#### Source

I don't understand how it's a one-time penalty.  Noone wants to look
at an old copy of the repository, so, pretty much, if, say, I want to
have a gitweb of all 4 BSDs, updated daily, then, pretty much, even
with lots of ram (e.g. to eliminate the cold-case 5s penalty, and
reduce each page to 0.5s), on a quad-core box, I'd be kinda be lucky
to complete a generation of all the pages within 12h or so, obviously
using the machine at, or above, 50% capacity just for the caching.  Or
several days or even a couple of weeks on an Intel Atom or VIA Nano
with 2GB of RAM or so.  Obviously not acceptable, there has to be a
better solution.

One could, I guess, only regenerate the pages which have changed, but
it still sounds like an ugly solution, where you'd have to be
generating a list of files that have changed between one gen and the
next, and you'd still have to have a very high cpu, cache and storage
requirements.

C.

>> > There's some dynamic web frontends like cgit and gitweb out there but
>> > there's also static ones like git-arr ( http://blitiri.com.ar/p/git-arr/
>> > ) that might be more of an option to you.
>>
>> The concept for git-arr looks interesting, but it has neither blame
>> nor log, so, it's kinda pointless, because the whole thing that's slow
>> is exactly blame and log.
>>
>> There has to be some way to improve these matters.  Noone wants to
>> wait 5 seconds until a page is generated, we're not running enterprise
>> software here, latency is important!
>>
>> C.
>
> Git's internal structures make just blame pretty expensive. There's
> nothing you really can do for it algoritm wise (as far as I know, if
> there was, people would already improved it).

########
#### Stored rows

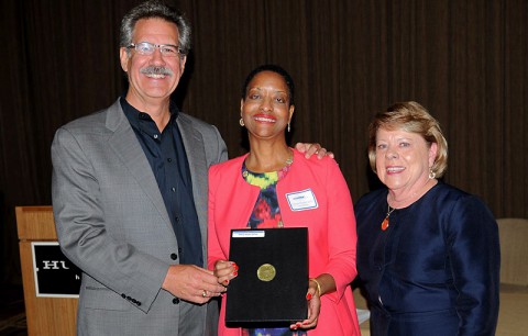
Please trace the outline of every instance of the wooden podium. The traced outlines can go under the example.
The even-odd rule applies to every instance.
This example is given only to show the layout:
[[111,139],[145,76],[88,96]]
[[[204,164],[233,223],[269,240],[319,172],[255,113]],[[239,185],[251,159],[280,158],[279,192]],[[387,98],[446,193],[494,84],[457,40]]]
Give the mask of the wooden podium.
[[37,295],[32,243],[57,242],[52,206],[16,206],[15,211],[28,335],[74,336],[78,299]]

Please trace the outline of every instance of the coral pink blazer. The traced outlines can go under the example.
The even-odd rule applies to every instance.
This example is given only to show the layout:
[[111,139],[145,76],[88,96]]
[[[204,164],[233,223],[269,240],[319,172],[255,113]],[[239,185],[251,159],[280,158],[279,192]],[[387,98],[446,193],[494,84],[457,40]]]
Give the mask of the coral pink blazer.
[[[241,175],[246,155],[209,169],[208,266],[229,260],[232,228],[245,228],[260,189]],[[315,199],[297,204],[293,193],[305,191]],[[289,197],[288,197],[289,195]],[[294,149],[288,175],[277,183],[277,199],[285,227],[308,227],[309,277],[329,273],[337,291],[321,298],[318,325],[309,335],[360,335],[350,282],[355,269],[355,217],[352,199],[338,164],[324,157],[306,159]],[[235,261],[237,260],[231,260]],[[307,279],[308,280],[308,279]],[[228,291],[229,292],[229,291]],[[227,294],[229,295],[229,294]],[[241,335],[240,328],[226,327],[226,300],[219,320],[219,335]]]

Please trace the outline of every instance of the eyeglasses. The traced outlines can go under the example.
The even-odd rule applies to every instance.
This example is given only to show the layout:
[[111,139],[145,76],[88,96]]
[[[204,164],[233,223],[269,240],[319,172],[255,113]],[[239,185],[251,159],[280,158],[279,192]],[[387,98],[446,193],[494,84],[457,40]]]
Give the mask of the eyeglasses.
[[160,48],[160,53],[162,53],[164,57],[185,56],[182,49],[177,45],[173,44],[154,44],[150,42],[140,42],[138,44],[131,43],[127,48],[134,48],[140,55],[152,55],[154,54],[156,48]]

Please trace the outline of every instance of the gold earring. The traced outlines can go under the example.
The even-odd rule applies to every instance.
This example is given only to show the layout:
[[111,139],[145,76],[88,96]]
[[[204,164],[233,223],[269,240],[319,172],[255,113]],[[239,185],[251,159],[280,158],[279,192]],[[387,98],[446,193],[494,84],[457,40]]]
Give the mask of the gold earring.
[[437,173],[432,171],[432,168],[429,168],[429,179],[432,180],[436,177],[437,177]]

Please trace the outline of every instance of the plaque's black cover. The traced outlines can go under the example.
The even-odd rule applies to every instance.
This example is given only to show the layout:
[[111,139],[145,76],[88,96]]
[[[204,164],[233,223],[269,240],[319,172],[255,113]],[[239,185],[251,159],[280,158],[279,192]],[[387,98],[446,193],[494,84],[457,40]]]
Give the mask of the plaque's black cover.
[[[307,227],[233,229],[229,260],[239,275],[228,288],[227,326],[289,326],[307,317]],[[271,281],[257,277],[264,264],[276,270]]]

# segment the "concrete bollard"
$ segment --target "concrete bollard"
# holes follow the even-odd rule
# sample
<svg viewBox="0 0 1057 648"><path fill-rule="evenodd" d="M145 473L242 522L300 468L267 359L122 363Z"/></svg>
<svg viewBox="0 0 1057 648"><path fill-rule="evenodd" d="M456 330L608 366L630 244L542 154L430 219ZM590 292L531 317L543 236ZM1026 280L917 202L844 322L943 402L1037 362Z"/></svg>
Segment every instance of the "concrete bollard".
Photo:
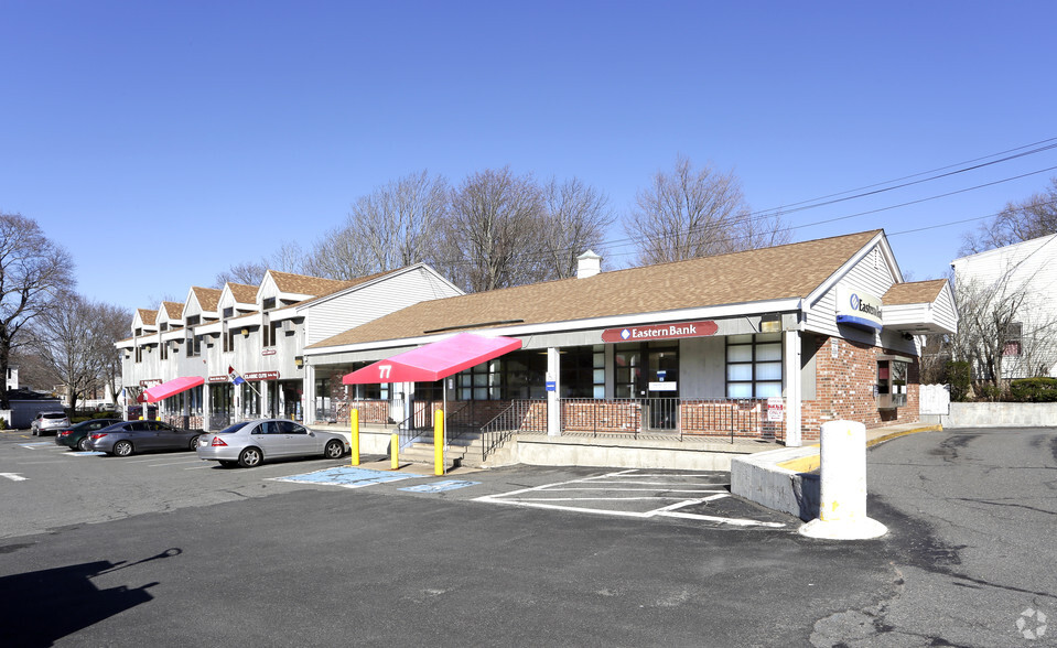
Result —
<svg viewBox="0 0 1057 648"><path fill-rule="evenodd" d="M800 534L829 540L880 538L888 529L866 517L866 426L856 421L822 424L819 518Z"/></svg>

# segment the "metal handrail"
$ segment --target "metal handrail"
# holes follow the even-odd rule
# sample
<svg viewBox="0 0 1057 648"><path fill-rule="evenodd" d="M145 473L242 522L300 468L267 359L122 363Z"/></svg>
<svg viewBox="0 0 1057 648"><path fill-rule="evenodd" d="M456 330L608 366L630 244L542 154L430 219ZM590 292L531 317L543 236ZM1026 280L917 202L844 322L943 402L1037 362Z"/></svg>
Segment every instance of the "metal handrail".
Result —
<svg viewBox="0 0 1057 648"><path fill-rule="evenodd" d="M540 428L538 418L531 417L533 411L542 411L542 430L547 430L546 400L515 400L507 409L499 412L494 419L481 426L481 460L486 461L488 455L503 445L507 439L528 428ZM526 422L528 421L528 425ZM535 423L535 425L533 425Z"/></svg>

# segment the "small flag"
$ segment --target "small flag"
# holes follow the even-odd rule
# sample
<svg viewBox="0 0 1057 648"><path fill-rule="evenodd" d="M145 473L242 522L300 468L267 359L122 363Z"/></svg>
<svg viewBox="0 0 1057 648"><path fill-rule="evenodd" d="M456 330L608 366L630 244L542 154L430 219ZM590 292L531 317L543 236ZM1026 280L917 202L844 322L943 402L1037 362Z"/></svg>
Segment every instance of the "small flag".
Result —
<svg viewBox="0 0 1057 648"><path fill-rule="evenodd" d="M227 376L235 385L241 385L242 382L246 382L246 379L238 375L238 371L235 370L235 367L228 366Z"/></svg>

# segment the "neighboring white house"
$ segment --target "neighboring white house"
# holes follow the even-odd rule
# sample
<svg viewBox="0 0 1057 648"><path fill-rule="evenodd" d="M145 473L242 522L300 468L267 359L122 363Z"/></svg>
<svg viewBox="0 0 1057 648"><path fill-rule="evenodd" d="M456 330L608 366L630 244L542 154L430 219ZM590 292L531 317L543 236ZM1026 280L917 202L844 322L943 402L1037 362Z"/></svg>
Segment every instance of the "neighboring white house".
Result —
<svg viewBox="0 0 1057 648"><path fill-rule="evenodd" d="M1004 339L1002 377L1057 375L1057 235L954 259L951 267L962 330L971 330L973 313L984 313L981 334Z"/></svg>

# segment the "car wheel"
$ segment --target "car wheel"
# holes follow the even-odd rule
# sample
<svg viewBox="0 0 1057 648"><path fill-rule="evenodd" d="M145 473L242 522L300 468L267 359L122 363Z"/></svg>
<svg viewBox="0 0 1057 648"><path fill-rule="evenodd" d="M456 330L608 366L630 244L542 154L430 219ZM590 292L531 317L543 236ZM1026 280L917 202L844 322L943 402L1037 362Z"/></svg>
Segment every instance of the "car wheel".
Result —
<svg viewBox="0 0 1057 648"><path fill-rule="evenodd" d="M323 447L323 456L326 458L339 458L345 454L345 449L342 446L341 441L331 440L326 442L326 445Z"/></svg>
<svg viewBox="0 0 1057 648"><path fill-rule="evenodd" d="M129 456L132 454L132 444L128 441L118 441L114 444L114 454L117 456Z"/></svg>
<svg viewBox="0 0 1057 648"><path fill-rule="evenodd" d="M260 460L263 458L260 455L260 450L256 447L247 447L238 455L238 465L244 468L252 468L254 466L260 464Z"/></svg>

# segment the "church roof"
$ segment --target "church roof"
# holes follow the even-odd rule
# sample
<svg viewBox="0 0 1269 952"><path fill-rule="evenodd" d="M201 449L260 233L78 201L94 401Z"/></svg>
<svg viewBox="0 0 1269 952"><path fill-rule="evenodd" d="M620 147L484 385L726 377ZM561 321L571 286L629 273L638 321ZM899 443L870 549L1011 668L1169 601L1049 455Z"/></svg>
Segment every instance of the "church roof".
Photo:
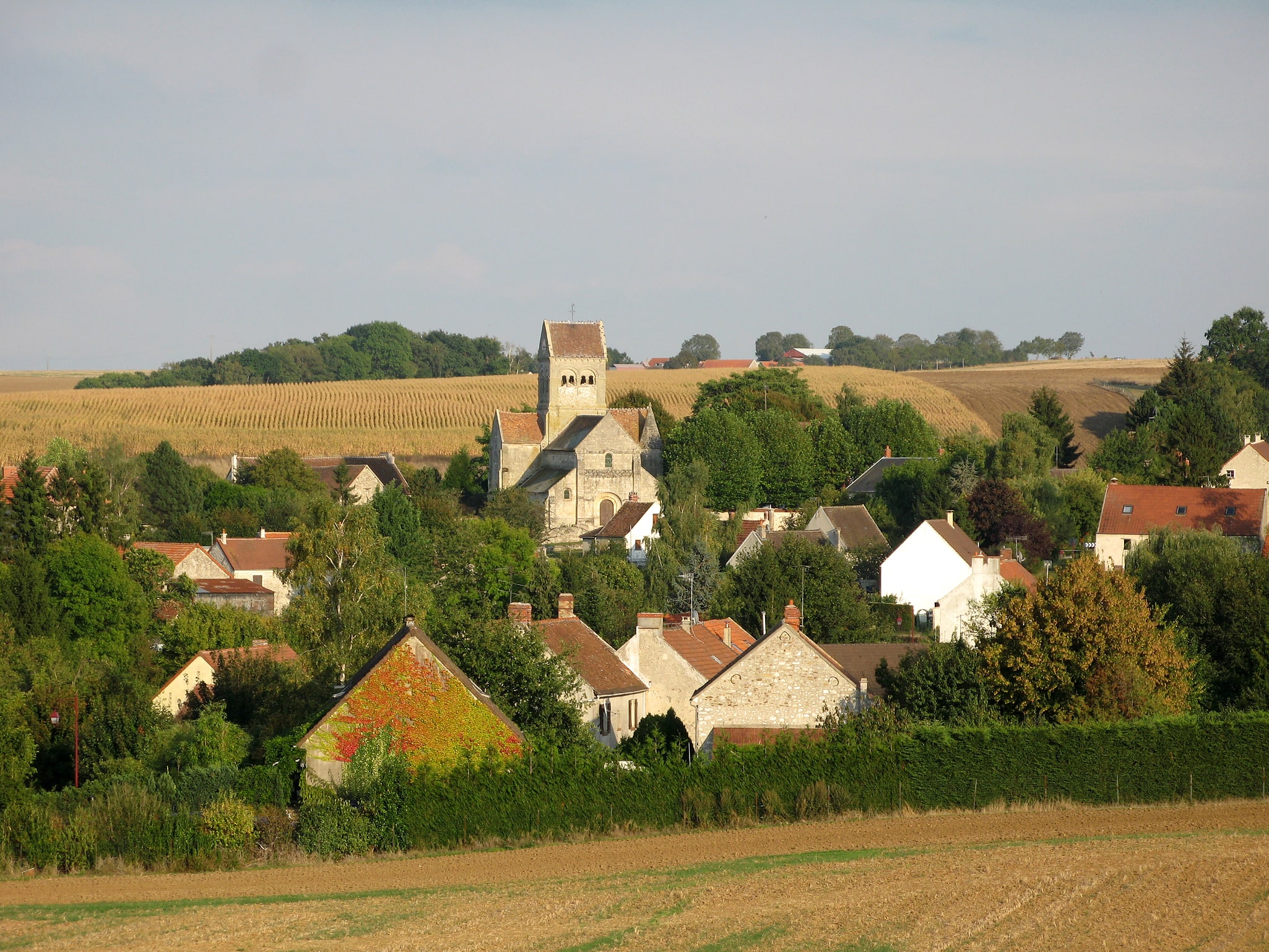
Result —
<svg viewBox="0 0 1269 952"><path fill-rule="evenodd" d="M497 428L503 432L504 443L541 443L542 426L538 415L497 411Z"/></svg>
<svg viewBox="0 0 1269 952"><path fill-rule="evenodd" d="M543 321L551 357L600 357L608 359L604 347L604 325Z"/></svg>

########

### Aim 1
Answer the following from the thread on git web frontends:
(a) How many BSDs does the writer want a daily-updated gitweb of?
(b) Which two features does git-arr lack?
(c) How long does the writer say no one wants to wait for a page to be generated?
### Aim 2
Alter the thread from "One could, I" up to and including "option to you.", giving that passage again with "ugly" replaced by "clumsy".
The rows have no connection to the thread.

### Final answer 1
(a) 4
(b) Blame and log
(c) 5 seconds

### Final answer 2
One could, I guess, only regenerate the pages which have changed, but
it still sounds like an clumsy solution, where you'd have to be
generating a list of files that have changed between one gen and the
next, and you'd still have to have a very high cpu, cache and storage
requirements.

C.

>> > There's some dynamic web frontends like cgit and gitweb out there but
>> > there's also static ones like git-arr ( http://blitiri.com.ar/p/git-arr/
>> > ) that might be more of an option to you.